§ Records for processing
┌──

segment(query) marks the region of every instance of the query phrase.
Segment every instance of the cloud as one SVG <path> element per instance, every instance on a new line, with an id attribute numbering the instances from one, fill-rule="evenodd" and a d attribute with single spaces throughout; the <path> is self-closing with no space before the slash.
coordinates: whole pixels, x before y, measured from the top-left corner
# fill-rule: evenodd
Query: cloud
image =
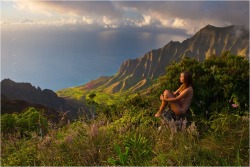
<path id="1" fill-rule="evenodd" d="M 46 20 L 23 24 L 165 27 L 193 34 L 207 24 L 249 27 L 248 1 L 15 1 L 15 9 Z M 58 17 L 60 16 L 60 17 Z M 31 20 L 31 19 L 29 19 Z M 1 21 L 1 23 L 6 23 Z"/>

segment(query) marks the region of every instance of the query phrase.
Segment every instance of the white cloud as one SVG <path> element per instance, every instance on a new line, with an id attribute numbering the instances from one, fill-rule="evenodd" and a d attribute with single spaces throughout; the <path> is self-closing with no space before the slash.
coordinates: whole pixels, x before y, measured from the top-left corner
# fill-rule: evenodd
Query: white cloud
<path id="1" fill-rule="evenodd" d="M 14 8 L 39 17 L 27 17 L 1 24 L 95 25 L 105 28 L 166 27 L 185 29 L 193 34 L 211 24 L 249 24 L 249 2 L 174 2 L 174 1 L 14 1 Z M 248 5 L 247 5 L 248 4 Z M 222 8 L 223 6 L 223 8 Z M 29 13 L 29 14 L 30 14 Z M 21 13 L 20 13 L 21 14 Z M 44 17 L 41 17 L 43 15 Z M 32 15 L 33 16 L 33 15 Z"/>
<path id="2" fill-rule="evenodd" d="M 86 24 L 93 24 L 93 22 L 94 22 L 93 19 L 91 19 L 89 17 L 85 17 L 85 16 L 82 17 L 82 21 Z"/>
<path id="3" fill-rule="evenodd" d="M 173 27 L 176 27 L 176 28 L 184 27 L 184 20 L 180 19 L 180 18 L 175 18 L 174 23 L 173 23 Z"/>

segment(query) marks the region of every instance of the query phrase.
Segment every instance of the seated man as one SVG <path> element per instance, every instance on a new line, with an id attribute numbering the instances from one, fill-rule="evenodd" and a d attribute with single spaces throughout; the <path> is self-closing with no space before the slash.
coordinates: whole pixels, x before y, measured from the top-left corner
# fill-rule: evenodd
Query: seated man
<path id="1" fill-rule="evenodd" d="M 162 103 L 159 111 L 155 114 L 155 117 L 160 117 L 162 115 L 168 102 L 176 116 L 186 114 L 193 98 L 192 74 L 190 72 L 181 73 L 180 82 L 182 85 L 174 93 L 165 90 L 160 96 Z"/>

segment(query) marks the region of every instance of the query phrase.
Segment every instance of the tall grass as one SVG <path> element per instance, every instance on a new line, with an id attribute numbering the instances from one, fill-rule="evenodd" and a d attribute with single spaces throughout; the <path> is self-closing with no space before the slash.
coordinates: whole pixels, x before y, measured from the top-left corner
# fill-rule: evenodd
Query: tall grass
<path id="1" fill-rule="evenodd" d="M 246 166 L 248 121 L 248 116 L 219 114 L 208 121 L 210 128 L 203 133 L 198 132 L 194 122 L 173 133 L 143 122 L 121 131 L 128 122 L 114 126 L 108 121 L 77 121 L 50 129 L 43 138 L 35 133 L 30 138 L 1 138 L 1 165 Z"/>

└──

§ What you are asked to do
Rewrite the records from the start through the line with "173 27 L 176", replacing "whole pixels" with "integer pixels" and keeping everything else unchanged. Omit the pictures.

§ Solution to this task
segment(query) marks the region of every instance of the query phrase.
Segment every instance of the cloud as one SVG <path> element per instance, every instance on a new line, with an id attribute numbering the instances from one, fill-rule="evenodd" and a d attribute with single spaces throughout; the <path> is self-closing with no space before the slash.
coordinates: integer pixels, x before y, measured from the top-left corner
# fill-rule: evenodd
Query: cloud
image =
<path id="1" fill-rule="evenodd" d="M 46 20 L 23 24 L 165 27 L 193 34 L 207 24 L 249 27 L 248 1 L 15 1 L 15 9 Z M 58 17 L 60 16 L 60 17 Z M 31 20 L 31 19 L 29 19 Z M 1 21 L 1 23 L 6 23 Z"/>

segment(query) marks the region of every instance of the query phrase.
Segment every instance of the white cloud as one SVG <path> element per instance, every instance on a new line, with an id attribute numbering the instances from one, fill-rule="evenodd" and a d attribute with single spaces throughout; the <path> is self-closing with no space before the slash.
coordinates: integer pixels, x before y, measured from the top-left corner
# fill-rule: evenodd
Query: white cloud
<path id="1" fill-rule="evenodd" d="M 14 8 L 39 17 L 27 17 L 1 24 L 95 25 L 105 28 L 166 27 L 185 29 L 193 34 L 211 24 L 249 24 L 249 2 L 174 2 L 174 1 L 14 1 Z M 248 5 L 247 5 L 248 4 Z M 222 8 L 223 6 L 223 8 Z M 29 13 L 29 14 L 30 14 Z M 21 13 L 20 13 L 21 14 Z M 44 17 L 41 17 L 43 15 Z M 32 15 L 33 16 L 33 15 Z"/>
<path id="2" fill-rule="evenodd" d="M 86 24 L 93 24 L 93 22 L 94 22 L 93 19 L 91 19 L 89 17 L 85 17 L 85 16 L 82 17 L 82 21 Z"/>
<path id="3" fill-rule="evenodd" d="M 173 27 L 176 27 L 176 28 L 184 27 L 184 20 L 180 19 L 180 18 L 175 18 L 174 23 L 173 23 Z"/>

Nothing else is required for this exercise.